Determine how many lines in the listing below contain the string "roof", treating uppercase and lowercase as different. Reply with the number alone.

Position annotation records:
::::
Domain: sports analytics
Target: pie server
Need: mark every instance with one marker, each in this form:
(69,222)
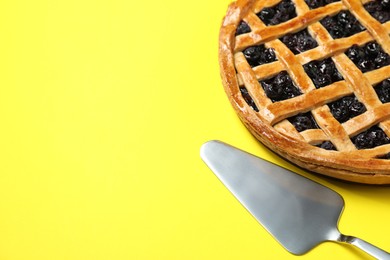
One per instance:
(298,212)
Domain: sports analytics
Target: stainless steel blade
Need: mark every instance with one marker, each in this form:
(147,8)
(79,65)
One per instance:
(298,212)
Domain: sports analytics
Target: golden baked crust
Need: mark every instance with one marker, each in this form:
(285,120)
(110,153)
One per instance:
(269,124)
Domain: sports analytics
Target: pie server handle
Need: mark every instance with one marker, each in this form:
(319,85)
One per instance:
(365,246)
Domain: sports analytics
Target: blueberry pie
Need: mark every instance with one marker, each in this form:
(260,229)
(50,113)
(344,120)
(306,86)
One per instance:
(311,80)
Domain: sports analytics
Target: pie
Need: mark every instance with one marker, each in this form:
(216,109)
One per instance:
(310,79)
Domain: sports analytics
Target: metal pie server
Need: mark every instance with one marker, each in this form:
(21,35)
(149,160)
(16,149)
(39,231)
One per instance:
(298,212)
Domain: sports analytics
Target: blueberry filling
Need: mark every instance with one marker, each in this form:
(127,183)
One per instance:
(322,72)
(380,10)
(277,14)
(258,55)
(371,138)
(368,57)
(318,3)
(383,91)
(248,99)
(346,108)
(327,145)
(242,28)
(280,87)
(343,24)
(299,42)
(302,122)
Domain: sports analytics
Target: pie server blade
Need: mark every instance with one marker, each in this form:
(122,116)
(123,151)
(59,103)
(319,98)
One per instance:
(298,212)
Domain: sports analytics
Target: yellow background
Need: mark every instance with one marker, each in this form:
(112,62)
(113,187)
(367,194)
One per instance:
(104,105)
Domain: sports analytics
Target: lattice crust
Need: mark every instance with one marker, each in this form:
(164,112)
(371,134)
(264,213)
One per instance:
(268,120)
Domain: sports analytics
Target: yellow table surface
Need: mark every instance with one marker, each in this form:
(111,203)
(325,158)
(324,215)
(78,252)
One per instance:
(104,105)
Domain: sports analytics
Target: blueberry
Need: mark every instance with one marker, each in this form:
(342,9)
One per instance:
(282,78)
(323,80)
(355,53)
(266,14)
(303,122)
(280,87)
(340,113)
(268,55)
(365,65)
(272,91)
(242,28)
(318,3)
(383,91)
(361,142)
(253,55)
(346,108)
(343,18)
(299,42)
(323,72)
(372,49)
(357,108)
(381,60)
(371,138)
(343,24)
(277,14)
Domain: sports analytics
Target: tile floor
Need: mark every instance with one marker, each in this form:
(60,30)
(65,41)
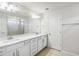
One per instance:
(50,52)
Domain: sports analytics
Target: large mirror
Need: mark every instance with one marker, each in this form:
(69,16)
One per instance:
(15,25)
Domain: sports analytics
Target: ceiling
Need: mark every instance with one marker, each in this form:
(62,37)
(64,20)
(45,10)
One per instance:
(41,6)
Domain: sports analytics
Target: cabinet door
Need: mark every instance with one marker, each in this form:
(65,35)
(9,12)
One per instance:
(25,50)
(34,46)
(40,44)
(10,53)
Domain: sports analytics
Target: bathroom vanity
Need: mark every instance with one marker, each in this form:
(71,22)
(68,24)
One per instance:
(23,45)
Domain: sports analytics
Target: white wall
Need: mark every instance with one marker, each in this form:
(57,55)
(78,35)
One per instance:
(70,15)
(3,26)
(55,20)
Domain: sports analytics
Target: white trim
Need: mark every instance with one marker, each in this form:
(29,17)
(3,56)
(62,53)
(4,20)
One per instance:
(69,53)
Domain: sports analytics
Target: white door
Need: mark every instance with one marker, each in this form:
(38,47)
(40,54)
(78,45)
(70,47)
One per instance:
(71,38)
(54,40)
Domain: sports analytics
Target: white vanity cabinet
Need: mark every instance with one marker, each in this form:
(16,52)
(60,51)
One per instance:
(12,50)
(25,50)
(40,44)
(10,53)
(34,46)
(29,47)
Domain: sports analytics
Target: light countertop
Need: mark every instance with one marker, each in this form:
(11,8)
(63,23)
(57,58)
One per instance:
(18,38)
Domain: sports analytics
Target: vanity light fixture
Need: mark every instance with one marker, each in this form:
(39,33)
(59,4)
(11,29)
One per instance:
(8,7)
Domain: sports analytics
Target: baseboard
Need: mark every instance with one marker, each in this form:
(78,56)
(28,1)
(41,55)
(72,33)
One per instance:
(69,53)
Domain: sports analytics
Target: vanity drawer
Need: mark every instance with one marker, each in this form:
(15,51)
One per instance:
(15,46)
(33,52)
(33,40)
(27,42)
(2,51)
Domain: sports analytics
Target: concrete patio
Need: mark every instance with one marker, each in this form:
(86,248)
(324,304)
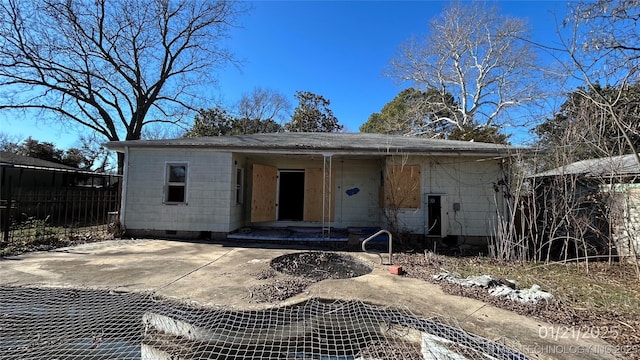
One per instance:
(222,274)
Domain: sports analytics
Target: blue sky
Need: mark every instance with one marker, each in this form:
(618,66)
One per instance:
(337,49)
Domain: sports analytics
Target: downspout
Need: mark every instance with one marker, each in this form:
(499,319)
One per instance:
(125,181)
(326,208)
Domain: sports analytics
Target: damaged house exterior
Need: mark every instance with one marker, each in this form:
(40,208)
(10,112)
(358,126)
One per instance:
(223,186)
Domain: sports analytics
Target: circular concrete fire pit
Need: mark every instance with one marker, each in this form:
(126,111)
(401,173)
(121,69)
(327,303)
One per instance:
(319,266)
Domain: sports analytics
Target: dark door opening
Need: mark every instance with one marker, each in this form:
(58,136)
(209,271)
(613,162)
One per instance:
(434,211)
(291,195)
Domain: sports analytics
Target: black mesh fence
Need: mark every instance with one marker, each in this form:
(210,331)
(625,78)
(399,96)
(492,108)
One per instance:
(53,323)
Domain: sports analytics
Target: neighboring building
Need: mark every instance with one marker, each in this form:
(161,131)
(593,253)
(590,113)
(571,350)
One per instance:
(35,189)
(606,188)
(213,186)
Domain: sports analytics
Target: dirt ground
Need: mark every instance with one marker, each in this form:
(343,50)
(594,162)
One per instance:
(241,276)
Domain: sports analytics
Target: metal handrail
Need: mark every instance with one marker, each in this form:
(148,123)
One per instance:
(390,246)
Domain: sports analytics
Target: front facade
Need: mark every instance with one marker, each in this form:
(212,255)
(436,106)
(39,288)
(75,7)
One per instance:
(215,186)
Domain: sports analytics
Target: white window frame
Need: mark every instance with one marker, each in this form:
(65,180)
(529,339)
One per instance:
(168,182)
(239,186)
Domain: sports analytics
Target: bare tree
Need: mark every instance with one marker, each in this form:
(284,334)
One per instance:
(111,66)
(603,48)
(264,104)
(478,56)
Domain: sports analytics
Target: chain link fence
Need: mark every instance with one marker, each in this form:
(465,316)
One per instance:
(39,219)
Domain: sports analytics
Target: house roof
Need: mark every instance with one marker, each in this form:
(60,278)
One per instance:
(623,165)
(340,143)
(8,158)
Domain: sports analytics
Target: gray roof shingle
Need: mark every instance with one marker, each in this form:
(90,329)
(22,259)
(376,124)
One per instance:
(338,142)
(608,166)
(8,158)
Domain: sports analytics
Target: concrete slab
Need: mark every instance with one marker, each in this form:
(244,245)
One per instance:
(222,274)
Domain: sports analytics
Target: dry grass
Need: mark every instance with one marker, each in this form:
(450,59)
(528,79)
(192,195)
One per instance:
(603,296)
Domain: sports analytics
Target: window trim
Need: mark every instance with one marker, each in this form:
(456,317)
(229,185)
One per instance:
(167,183)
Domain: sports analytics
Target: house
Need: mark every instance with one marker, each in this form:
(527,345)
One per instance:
(225,186)
(604,195)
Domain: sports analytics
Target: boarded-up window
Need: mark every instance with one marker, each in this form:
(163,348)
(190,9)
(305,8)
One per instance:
(263,193)
(402,186)
(313,195)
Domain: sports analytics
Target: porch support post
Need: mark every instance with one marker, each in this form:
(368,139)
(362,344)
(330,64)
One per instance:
(326,192)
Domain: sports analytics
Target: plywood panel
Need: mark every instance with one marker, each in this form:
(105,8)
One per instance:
(263,194)
(402,186)
(313,193)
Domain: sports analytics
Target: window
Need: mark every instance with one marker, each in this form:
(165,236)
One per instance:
(176,187)
(239,186)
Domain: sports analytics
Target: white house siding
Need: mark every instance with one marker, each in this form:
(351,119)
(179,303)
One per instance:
(626,223)
(359,209)
(362,207)
(208,196)
(465,181)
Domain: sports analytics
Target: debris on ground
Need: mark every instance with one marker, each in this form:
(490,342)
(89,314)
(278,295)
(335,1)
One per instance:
(289,275)
(498,287)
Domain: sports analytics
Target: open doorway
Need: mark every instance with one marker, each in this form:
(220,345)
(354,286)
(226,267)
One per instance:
(434,213)
(290,195)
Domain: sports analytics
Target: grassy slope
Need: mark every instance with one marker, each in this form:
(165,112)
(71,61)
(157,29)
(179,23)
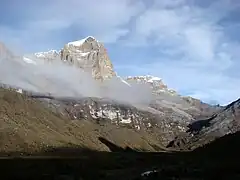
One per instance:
(26,125)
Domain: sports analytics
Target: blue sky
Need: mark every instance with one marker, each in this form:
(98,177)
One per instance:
(194,45)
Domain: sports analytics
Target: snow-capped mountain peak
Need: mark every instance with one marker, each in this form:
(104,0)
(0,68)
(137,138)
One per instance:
(80,42)
(46,54)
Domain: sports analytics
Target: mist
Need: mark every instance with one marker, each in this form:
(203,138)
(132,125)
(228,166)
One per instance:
(60,79)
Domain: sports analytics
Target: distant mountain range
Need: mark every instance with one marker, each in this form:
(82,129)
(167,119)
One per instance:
(79,82)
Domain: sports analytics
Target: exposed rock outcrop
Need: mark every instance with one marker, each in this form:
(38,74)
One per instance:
(87,54)
(201,132)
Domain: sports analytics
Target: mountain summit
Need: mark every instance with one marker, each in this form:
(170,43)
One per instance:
(87,54)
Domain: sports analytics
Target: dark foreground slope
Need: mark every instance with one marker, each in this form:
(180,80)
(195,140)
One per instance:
(27,126)
(218,160)
(48,146)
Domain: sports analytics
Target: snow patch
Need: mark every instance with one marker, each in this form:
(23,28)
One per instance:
(27,60)
(80,42)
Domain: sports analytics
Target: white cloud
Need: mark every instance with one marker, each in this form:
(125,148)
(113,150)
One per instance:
(198,53)
(202,53)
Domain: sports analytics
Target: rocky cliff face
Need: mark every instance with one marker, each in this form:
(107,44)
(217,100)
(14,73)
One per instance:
(167,115)
(87,54)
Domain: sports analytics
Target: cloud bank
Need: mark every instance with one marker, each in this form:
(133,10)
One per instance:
(192,44)
(63,80)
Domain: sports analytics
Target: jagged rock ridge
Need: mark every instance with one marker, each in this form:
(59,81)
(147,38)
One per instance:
(87,54)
::::
Reply to the task: 2